BEGIN

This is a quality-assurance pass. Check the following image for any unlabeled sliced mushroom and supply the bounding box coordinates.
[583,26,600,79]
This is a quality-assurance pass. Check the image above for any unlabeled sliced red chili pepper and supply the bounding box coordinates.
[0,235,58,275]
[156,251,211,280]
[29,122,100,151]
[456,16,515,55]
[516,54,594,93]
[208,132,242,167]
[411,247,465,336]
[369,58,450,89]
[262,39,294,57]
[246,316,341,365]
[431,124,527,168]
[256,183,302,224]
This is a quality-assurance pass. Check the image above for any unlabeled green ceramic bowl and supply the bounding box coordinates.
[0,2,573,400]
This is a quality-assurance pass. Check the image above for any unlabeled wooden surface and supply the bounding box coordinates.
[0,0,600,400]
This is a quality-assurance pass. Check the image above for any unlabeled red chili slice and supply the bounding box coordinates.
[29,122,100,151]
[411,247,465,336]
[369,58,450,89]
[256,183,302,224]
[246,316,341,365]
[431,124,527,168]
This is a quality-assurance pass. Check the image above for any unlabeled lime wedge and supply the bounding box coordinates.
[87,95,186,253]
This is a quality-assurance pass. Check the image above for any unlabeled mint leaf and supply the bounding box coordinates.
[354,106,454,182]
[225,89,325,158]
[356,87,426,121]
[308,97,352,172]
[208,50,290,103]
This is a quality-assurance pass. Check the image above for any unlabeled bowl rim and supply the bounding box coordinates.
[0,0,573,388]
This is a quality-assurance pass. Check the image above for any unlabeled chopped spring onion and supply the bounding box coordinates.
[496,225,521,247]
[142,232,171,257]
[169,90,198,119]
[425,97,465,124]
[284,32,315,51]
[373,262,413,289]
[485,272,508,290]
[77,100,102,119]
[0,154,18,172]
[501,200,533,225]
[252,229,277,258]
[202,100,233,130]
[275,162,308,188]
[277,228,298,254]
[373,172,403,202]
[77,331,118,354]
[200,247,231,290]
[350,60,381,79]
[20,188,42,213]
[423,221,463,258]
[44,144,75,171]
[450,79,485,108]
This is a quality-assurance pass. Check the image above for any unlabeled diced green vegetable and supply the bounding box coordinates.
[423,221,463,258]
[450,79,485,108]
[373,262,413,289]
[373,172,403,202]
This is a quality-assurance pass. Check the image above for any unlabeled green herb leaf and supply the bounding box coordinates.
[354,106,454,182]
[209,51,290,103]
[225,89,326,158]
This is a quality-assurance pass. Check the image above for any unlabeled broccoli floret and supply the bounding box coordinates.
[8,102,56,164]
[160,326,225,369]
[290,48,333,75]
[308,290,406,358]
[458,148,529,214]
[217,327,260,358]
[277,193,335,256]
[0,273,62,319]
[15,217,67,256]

END

TO BE DONE:
Repeat everything from the line containing "rim and supply the bounding box coordinates." down to the line containing "[0,0,573,388]", both included, word for word and with nothing else.

EXERCISE ANSWER:
This is a quality-assurance pass. Check the image above for any unlabeled bowl rim and supply the bounding box coordinates.
[0,0,573,388]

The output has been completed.